[Items from a dataset]
════════════════════

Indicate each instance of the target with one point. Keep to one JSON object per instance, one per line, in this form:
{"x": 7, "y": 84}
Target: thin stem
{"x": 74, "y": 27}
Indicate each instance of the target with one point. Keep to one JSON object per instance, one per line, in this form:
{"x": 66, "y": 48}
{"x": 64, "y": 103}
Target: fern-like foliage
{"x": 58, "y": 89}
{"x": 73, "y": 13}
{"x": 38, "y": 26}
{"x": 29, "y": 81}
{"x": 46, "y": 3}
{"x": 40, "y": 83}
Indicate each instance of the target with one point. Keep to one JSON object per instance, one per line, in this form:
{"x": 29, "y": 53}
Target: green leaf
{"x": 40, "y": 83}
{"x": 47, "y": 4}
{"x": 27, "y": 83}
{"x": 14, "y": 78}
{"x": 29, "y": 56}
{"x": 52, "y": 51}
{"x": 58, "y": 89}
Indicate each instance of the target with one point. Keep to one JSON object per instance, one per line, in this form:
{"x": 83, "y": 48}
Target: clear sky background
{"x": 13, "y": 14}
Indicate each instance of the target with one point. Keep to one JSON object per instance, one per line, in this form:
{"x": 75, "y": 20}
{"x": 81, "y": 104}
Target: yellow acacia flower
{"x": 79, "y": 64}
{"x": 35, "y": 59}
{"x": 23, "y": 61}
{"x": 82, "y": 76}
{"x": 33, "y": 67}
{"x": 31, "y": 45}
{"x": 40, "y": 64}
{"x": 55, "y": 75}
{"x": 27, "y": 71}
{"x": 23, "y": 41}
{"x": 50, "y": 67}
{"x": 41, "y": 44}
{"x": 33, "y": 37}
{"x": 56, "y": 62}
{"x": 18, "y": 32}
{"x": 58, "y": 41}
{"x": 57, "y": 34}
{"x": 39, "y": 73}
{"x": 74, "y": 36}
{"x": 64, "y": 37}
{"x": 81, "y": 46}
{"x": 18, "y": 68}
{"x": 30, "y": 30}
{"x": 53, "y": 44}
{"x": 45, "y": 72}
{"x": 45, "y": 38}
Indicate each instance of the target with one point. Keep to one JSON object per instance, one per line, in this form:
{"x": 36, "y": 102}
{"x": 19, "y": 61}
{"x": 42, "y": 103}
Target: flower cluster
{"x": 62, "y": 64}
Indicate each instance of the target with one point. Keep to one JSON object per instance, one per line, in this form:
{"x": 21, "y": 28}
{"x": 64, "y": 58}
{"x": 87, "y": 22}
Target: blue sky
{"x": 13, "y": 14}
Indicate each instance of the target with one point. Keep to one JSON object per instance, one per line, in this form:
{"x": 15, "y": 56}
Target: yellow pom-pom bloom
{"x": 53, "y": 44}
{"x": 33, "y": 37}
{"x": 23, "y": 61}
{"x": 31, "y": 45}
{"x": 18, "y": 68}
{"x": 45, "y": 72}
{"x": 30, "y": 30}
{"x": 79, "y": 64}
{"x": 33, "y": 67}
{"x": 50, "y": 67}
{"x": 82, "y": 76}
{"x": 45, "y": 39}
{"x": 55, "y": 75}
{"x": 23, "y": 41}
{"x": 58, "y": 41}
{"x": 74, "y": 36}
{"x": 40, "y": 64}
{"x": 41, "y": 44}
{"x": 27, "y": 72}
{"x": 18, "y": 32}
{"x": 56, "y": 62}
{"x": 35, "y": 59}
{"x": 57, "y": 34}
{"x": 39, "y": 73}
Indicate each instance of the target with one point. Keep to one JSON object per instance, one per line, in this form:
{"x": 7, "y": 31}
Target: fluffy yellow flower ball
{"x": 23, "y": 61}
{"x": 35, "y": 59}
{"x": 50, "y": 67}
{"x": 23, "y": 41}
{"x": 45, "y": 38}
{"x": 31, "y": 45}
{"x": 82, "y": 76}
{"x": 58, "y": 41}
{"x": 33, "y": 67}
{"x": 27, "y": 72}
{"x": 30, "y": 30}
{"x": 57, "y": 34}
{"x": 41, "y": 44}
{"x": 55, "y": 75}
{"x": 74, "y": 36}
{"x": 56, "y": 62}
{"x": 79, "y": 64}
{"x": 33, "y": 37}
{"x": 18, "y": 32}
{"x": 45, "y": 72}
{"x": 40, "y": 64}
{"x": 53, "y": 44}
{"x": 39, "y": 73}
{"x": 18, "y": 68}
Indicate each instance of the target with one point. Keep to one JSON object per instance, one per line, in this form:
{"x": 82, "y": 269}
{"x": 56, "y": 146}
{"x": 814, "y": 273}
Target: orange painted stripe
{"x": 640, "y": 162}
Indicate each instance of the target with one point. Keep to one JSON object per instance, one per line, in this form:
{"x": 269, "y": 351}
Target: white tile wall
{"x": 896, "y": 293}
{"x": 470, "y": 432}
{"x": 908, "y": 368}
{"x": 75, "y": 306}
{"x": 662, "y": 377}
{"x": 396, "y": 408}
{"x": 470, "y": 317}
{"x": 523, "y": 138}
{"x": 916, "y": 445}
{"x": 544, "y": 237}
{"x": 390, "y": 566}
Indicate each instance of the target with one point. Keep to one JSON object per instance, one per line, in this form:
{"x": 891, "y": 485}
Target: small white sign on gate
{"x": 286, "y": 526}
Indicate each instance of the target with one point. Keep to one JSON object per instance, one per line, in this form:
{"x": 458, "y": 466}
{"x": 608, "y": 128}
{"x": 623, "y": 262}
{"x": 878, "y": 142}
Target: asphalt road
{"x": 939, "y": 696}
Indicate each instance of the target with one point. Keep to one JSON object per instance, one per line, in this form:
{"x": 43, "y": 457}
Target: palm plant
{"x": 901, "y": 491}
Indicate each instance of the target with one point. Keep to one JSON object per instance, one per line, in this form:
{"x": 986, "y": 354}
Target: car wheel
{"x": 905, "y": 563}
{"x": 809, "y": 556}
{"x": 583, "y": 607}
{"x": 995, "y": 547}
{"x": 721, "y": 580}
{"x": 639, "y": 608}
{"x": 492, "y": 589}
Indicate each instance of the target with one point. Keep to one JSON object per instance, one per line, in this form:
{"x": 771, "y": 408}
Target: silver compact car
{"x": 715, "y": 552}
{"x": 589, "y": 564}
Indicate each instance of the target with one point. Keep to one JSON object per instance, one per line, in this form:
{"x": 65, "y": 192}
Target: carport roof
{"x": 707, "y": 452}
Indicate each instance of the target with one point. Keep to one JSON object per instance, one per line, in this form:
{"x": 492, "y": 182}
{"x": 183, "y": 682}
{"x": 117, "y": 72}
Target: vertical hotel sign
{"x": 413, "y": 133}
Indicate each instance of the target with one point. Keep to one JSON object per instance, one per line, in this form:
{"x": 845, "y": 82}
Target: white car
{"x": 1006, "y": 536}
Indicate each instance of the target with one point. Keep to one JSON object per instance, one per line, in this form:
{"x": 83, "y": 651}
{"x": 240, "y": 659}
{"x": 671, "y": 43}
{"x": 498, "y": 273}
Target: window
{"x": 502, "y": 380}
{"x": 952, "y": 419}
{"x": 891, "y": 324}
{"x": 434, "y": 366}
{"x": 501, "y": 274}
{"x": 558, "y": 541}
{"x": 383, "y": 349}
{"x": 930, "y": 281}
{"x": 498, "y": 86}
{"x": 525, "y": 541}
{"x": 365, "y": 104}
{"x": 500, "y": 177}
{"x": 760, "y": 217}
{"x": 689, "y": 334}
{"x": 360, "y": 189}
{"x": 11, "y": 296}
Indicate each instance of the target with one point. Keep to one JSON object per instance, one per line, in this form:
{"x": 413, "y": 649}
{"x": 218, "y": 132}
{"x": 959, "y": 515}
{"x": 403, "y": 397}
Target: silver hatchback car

════════════════════

◆ What the task asks ◆
This exercise calls for repeating every line of the data exactly.

◆ Written solution ◆
Indicate each instance of the target with one point. Keep to one JSON object per instance, one per line, in this form:
{"x": 7, "y": 84}
Target: thin stem
{"x": 74, "y": 27}
Indicate each instance of the target with one point. Keep to one JSON object per instance, one per line, in this form:
{"x": 66, "y": 48}
{"x": 64, "y": 103}
Target: fern-like foliage
{"x": 58, "y": 89}
{"x": 73, "y": 13}
{"x": 38, "y": 26}
{"x": 29, "y": 81}
{"x": 46, "y": 3}
{"x": 40, "y": 83}
Indicate each instance of the target with one point. Keep to one JSON object per instance, one per line, in this form:
{"x": 29, "y": 53}
Target: green leaf
{"x": 40, "y": 83}
{"x": 47, "y": 4}
{"x": 27, "y": 83}
{"x": 14, "y": 78}
{"x": 29, "y": 56}
{"x": 52, "y": 51}
{"x": 58, "y": 89}
Indicate each instance of the target with one point. Keep to one JSON object per instance, one per line, in this form:
{"x": 83, "y": 48}
Target: clear sky background
{"x": 13, "y": 14}
Indicate each instance of the target with one point. Keep to one JSON object per instance, one per line, in this form:
{"x": 75, "y": 20}
{"x": 81, "y": 104}
Target: yellow acacia flower
{"x": 79, "y": 64}
{"x": 35, "y": 59}
{"x": 23, "y": 61}
{"x": 82, "y": 76}
{"x": 33, "y": 67}
{"x": 31, "y": 45}
{"x": 40, "y": 64}
{"x": 55, "y": 75}
{"x": 27, "y": 71}
{"x": 23, "y": 41}
{"x": 50, "y": 67}
{"x": 41, "y": 44}
{"x": 33, "y": 37}
{"x": 56, "y": 62}
{"x": 18, "y": 32}
{"x": 58, "y": 41}
{"x": 57, "y": 34}
{"x": 39, "y": 73}
{"x": 74, "y": 36}
{"x": 64, "y": 37}
{"x": 81, "y": 46}
{"x": 18, "y": 68}
{"x": 30, "y": 30}
{"x": 53, "y": 44}
{"x": 45, "y": 72}
{"x": 45, "y": 38}
Indicate each instance of the target with one point. Keep to one JSON object per instance, one per line, in this form:
{"x": 36, "y": 102}
{"x": 19, "y": 61}
{"x": 42, "y": 103}
Target: flower cluster
{"x": 62, "y": 64}
Indicate each instance of the target with one point. Keep to one JSON object per instance, one per line, in this form:
{"x": 21, "y": 28}
{"x": 64, "y": 58}
{"x": 87, "y": 22}
Target: blue sky
{"x": 13, "y": 14}
Indicate each instance of the target with one point. Keep to one JSON object per instance, one per line, in this form:
{"x": 15, "y": 56}
Target: yellow pom-pom bloom
{"x": 53, "y": 44}
{"x": 33, "y": 37}
{"x": 23, "y": 61}
{"x": 31, "y": 45}
{"x": 18, "y": 68}
{"x": 45, "y": 72}
{"x": 30, "y": 30}
{"x": 79, "y": 64}
{"x": 33, "y": 67}
{"x": 50, "y": 67}
{"x": 82, "y": 76}
{"x": 45, "y": 39}
{"x": 55, "y": 75}
{"x": 23, "y": 41}
{"x": 58, "y": 41}
{"x": 74, "y": 36}
{"x": 40, "y": 64}
{"x": 41, "y": 44}
{"x": 27, "y": 72}
{"x": 18, "y": 32}
{"x": 56, "y": 62}
{"x": 35, "y": 59}
{"x": 57, "y": 34}
{"x": 39, "y": 73}
Indicate each instance of the target with one point. Keep to one JSON object per instance, one per line, in this form:
{"x": 7, "y": 31}
Target: fluffy yellow flower ball
{"x": 23, "y": 61}
{"x": 35, "y": 59}
{"x": 50, "y": 67}
{"x": 23, "y": 41}
{"x": 45, "y": 38}
{"x": 31, "y": 45}
{"x": 82, "y": 76}
{"x": 58, "y": 41}
{"x": 33, "y": 67}
{"x": 27, "y": 72}
{"x": 30, "y": 30}
{"x": 57, "y": 34}
{"x": 41, "y": 44}
{"x": 55, "y": 75}
{"x": 74, "y": 36}
{"x": 56, "y": 62}
{"x": 79, "y": 64}
{"x": 33, "y": 37}
{"x": 18, "y": 32}
{"x": 45, "y": 72}
{"x": 40, "y": 64}
{"x": 53, "y": 44}
{"x": 39, "y": 73}
{"x": 18, "y": 68}
Indicate each instance of the target with one point. Keep to one JSON object per instance, one per line, in this form:
{"x": 82, "y": 269}
{"x": 56, "y": 146}
{"x": 814, "y": 273}
Target: orange painted stripe
{"x": 640, "y": 162}
Indicate each instance of the target with one point. Keep to one JSON object per instance, one per line, in this form:
{"x": 269, "y": 351}
Target: white tile wall
{"x": 896, "y": 293}
{"x": 470, "y": 432}
{"x": 908, "y": 368}
{"x": 75, "y": 306}
{"x": 662, "y": 377}
{"x": 396, "y": 408}
{"x": 470, "y": 317}
{"x": 523, "y": 138}
{"x": 916, "y": 445}
{"x": 544, "y": 237}
{"x": 390, "y": 566}
Indicate each instance of the target with one point. Keep to one JSON object per instance, one per line, in this form:
{"x": 891, "y": 485}
Target: small white sign on gate
{"x": 286, "y": 526}
Indicate each instance of the target with one point. Keep to one JSON object per instance, one per line, in this form:
{"x": 458, "y": 466}
{"x": 608, "y": 128}
{"x": 623, "y": 262}
{"x": 878, "y": 142}
Target: asphalt road
{"x": 939, "y": 696}
Indicate each instance of the target with one point. Keep to one JSON object per instance, one per line, in this form:
{"x": 43, "y": 457}
Target: palm plant
{"x": 901, "y": 491}
Indicate each instance of the target with one point. Keep to one JSON object per instance, one per line, in this form:
{"x": 986, "y": 354}
Target: car wheel
{"x": 905, "y": 563}
{"x": 809, "y": 556}
{"x": 583, "y": 607}
{"x": 995, "y": 547}
{"x": 721, "y": 580}
{"x": 639, "y": 608}
{"x": 492, "y": 589}
Indicate each instance of the target with one point. Keep to one JSON object per instance, one per line, in this form:
{"x": 771, "y": 408}
Target: silver compact car
{"x": 715, "y": 552}
{"x": 589, "y": 564}
Indicate each instance of the target with one point. Keep to one JSON object per instance, one per line, in this form:
{"x": 65, "y": 192}
Target: carport roof
{"x": 707, "y": 452}
Indicate each instance of the target with one point. Keep to one JSON object per instance, one per line, in this form:
{"x": 492, "y": 182}
{"x": 183, "y": 682}
{"x": 117, "y": 72}
Target: vertical hotel sign
{"x": 413, "y": 133}
Indicate each instance of the target with one point. Keep to one JSON object per instance, one per line, in this form:
{"x": 845, "y": 82}
Target: white car
{"x": 1006, "y": 536}
Indicate each instance of the target with one point. Keep to one JSON object per instance, one per line, in this form:
{"x": 83, "y": 651}
{"x": 240, "y": 659}
{"x": 671, "y": 43}
{"x": 498, "y": 273}
Target: window
{"x": 502, "y": 380}
{"x": 952, "y": 419}
{"x": 891, "y": 324}
{"x": 434, "y": 366}
{"x": 501, "y": 274}
{"x": 558, "y": 541}
{"x": 383, "y": 349}
{"x": 930, "y": 281}
{"x": 498, "y": 86}
{"x": 525, "y": 541}
{"x": 365, "y": 104}
{"x": 500, "y": 177}
{"x": 760, "y": 217}
{"x": 689, "y": 334}
{"x": 360, "y": 189}
{"x": 11, "y": 296}
Indicate each instance of the target with one point. Keep to one JSON object per instance, one per line, in this form:
{"x": 413, "y": 649}
{"x": 218, "y": 132}
{"x": 959, "y": 515}
{"x": 403, "y": 397}
Target: silver hatchback car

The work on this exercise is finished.